### Text excerpt
— START —
Stop Lurking Newsletter

Archives
Subscribe
January 20, 2026

The Strategic Planning Series for 2026, Week 2

Week 2: Health & Energy Capacity

Building for Decades, Not Months


January hits. You decide to get healthy.

You find a workout program online. Push yourself hard that first day. You're so sore for the next four days you can barely move. That's discouraging.

Or you start tracking every calorie. It works for two weeks. Then life gets busy and the whole system falls apart.

Or you try the latest diet trend. It's unsustainable. You quit. Then feel like you failed.

Here's the problem: You're treating health like a project with a finish line.

But health isn't something you complete. It's something you integrate into your life.

And here's the deeper question: What's your health FOR?

Is it a number on the scale, or is it the energy you have to show up for what matters: your work, your family, your life?

This plan is about taking the ego out of health goals. Not because PRs or marathons are wrong. If that motivates you and fits your life, great. But most people chase someone else's definition of "fit" and ignore what they need: sustainable energy and capability.

The question isn't "what intense program can I force myself through?" It's "what can I sustain as part of my lifestyle?"

Not for three weeks. For three years.

That's what this week is about.


The Health Strategic Framework

Strategic health planning has five parts:

  1. Reality Check: Where you are right now

  2. Strategic Direction: What winning looks like for you

  3. 2026 Outcomes: What you're measuring

  4. Action Plan: Your routine for movement, recovery, nutrition, stress

  5. Guardrails: How you know you're slipping and how you get back on track

This isn't about more workouts or stricter diets.

It's about strategic clarity on what health is for in your life.


Part A: Reality Check

Before you plan where you're going, acknowledge where you are.

Answer these honestly:

Current strengths: Not physical strengths. What's working? Where do you have consistency or capacity? Do you have a gym membership or a time during the day that makes exercise a routine?
— END —
### Data items
— START —
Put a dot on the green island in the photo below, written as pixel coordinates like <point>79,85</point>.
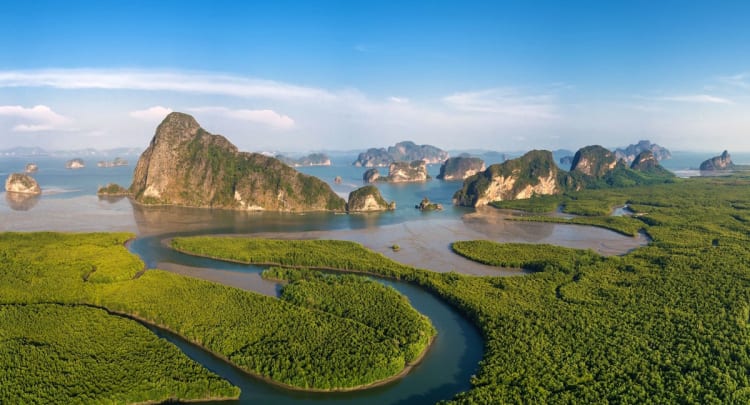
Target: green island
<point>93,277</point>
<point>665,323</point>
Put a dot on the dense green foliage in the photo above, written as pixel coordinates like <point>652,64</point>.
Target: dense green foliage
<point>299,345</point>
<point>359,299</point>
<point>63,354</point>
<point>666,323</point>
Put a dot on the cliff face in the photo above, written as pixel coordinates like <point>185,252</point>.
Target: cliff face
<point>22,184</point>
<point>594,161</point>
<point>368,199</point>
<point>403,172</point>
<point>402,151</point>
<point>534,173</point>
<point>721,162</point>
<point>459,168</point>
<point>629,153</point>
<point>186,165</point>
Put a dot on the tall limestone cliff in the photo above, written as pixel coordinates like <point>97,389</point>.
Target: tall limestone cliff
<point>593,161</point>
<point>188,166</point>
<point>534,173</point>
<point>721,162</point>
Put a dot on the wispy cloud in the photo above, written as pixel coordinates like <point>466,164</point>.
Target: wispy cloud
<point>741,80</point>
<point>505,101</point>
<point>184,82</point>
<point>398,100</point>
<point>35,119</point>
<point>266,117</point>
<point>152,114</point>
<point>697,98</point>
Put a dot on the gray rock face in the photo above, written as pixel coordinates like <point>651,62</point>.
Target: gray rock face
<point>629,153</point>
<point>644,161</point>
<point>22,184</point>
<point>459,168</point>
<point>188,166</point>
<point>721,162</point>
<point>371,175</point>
— END —
— START —
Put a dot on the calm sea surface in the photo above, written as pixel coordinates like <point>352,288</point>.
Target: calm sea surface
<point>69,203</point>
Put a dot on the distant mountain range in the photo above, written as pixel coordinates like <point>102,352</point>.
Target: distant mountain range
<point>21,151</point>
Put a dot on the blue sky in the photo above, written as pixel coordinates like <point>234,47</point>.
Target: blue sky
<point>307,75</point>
— END —
### Exercise instructions
• A. Switch "three years" to "five years" in the newsletter passage from "This plan is" to "week is about." and give the passage.
• B. According to the newsletter, how many parts does strategic health planning have?

### Task-by-task solutions
• A.
This plan is about taking the ego out of health goals. Not because PRs or marathons are wrong. If that motivates you and fits your life, great. But most people chase someone else's definition of "fit" and ignore what they need: sustainable energy and capability.

The question isn't "what intense program can I force myself through?" It's "what can I sustain as part of my lifestyle?"

Not for three weeks. For five years.

That's what this week is about.

• B. Five: Reality Check, Strategic Direction, 2026 Outcomes, Action Plan, and Guardrails.